- _AIM 1_
Which changes to the example code or files does the forum post about the XML-importer say were made? List each one.
- _AIM 2_
In the forum post about the XML-importer, which field of builder personsxxx does the log report as unknown?
- _AIM 3_
Pick up the forum post about the XML-importer after its last line and write what comes next.

- _READING TEXT_
Hi,

Importing files with XML-importer seems to work fine. But the Find&Merge
scenario's seem a bit more troublesome, I can't figure out how to find and
merge exact matches (not even tried the fuzzy-stuff).
Let me start by saying that I'm not a java-developer, I'm just trying to use
what is there. I'm looking for a working example with which I can tinker a
little. But I think the example-classes aren't working properly.

I started with the XML-importer examples. The class urlFinder worked after
updating the code a little (thanks to elfuego).
In Persons and MoviesFinder.java "tmpObj.getNode().parent" has to be
replaced with "tmpObj.getNode().getBuilder()"
The class then compiles fine.

The example builderfile for Moviesxxx has to be edited (name=guiname and the
end tag </field> is missing).
I changed the path where the class is found but that shouldn't be to
critical?!

When I try to import some of the exampledata I get errors in the logs and
nothing gets imported. It seems that there's an error in the class-file.
Someone maybe's got a clue of what 's wrong?

I've attached the source of the class I used.



2007-03-08 17:25:56,746 SERVICE search.legacy.ConstraintParser.fallback -
Failed to parse Constraint from search condition string:
    sqlConstraint = length(fullname) between 10 and 12
    exception: Unknown field (of builder personsxxx): "length"
Falling back to BasicLegacyConstraint...
java.lang.IllegalArgumentException: Unknown field (of builder personsxxx):
"length"
   at org.mmbase.storage.search.legacy.ConstraintParser.getField(
ConstraintParser.java:460)

- _RECORDED INFORMATION_
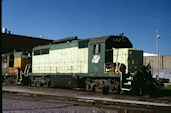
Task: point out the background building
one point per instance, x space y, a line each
11 42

- _EXERCISE RESPONSE 1_
- The code of the class urlFinder was updated a little.
- In Persons and MoviesFinder.java, "tmpObj.getNode().parent" was replaced with "tmpObj.getNode().getBuilder()".
- In the example builderfile for Moviesxxx, name was changed to guiname.
- In the same builderfile, the missing end tag </field> was added.
- The path where the class is found was changed.

- _EXERCISE RESPONSE 2_
"length"

- _EXERCISE RESPONSE 3_
   at org.mmbase.storage.search.legacy.ConstraintParser.getField(
ConstraintParser.java:550)
   at
org.mmbase.storage.search.legacy.ConstraintParser.parseSimpleCondition(
ConstraintParser.java:667)
   at org.mmbase.storage.search.legacy.ConstraintParser.parseCondition(
ConstraintParser.java:584)
   at org.mmbase.storage.search.legacy.ConstraintParser.toConstraint(
ConstraintParser.java:512)
   at org.mmbase.util.QueryConvertor.setConstraint(QueryConvertor.java:125)
   at org.mmbase.core.util.StorageConnector.getSearchQuery(
StorageConnector.java:712)
   at org.mmbase.module.core.MMTable.searchVector(MMTable.java:367)
   at org.mmbase.module.core.MMTable.search(MMTable.java:322)
   at org.mmbase.applications.xmlimporter.BasicFinder.findPersistentObjects
(BasicFinder.java:41)
   at org.mmbase.xmlimporter.demo.PersonsFinder.getClosePersistentObjects(
PersonsFinder.java:130)
   at org.mmbase.applications.xmlimporter.BasicFinder.findSimilarObject(
BasicFinder.java:130)
   at org.mmbase.applications.xmlimporter.Transaction.mergeObjects(
Transaction.java:805)
   at org.mmbase.applications.xmlimporter.TransactionsParser.endElement(
TransactionsParser.java:458)
   at
com.sun.org.apache.xerces.internal.parsers.AbstractSAXParser.endElement(
AbstractSAXParser.java:633)
   at
com.sun.org.apache.xerces.internal.impl.dtd.XMLDTDValidator.endNamespaceScope
(XMLDTDValidator.java:2108)
   at
com.sun.org.apache.xerces.internal.impl.dtd.XMLDTDValidator.handleEndElement
(XMLDTDValidator.java:2059)
   at
com.sun.org.apache.xerces.internal.impl.dtd.XMLDTDValidator.endElement(
XMLDTDValidator.java:932)
   at
com.sun.org.apache.xerces.internal.impl.XMLDocumentFragmentScannerImpl.scanEndElement
(XMLDocumentFragmentScannerImpl.java:1241)
   at
com.sun.org.apache.xerces.internal.impl.XMLDocumentFragmentScannerImpl$FragmentContentDispatcher.dispatch
(XMLDocumentFragmentScannerImpl.java:1685)
   at
com.sun.org.apache.xerces.internal.impl.XMLDocumentFragmentScannerImpl.scanDocument
(XMLDocumentFragmentScannerImpl.java:368)
   at com.sun.org.apache.xerces.internal.parsers.XML11Configuration.parse(
XML11Configuration.java:834)
   at com.sun.org.apache.xerces.internal.parsers.XML11Configuration.parse(
XML11Configuration.java:764)
   at com.sun.org.apache.xerces.internal.parsers.XMLParser.parse(
XMLParser.java:148)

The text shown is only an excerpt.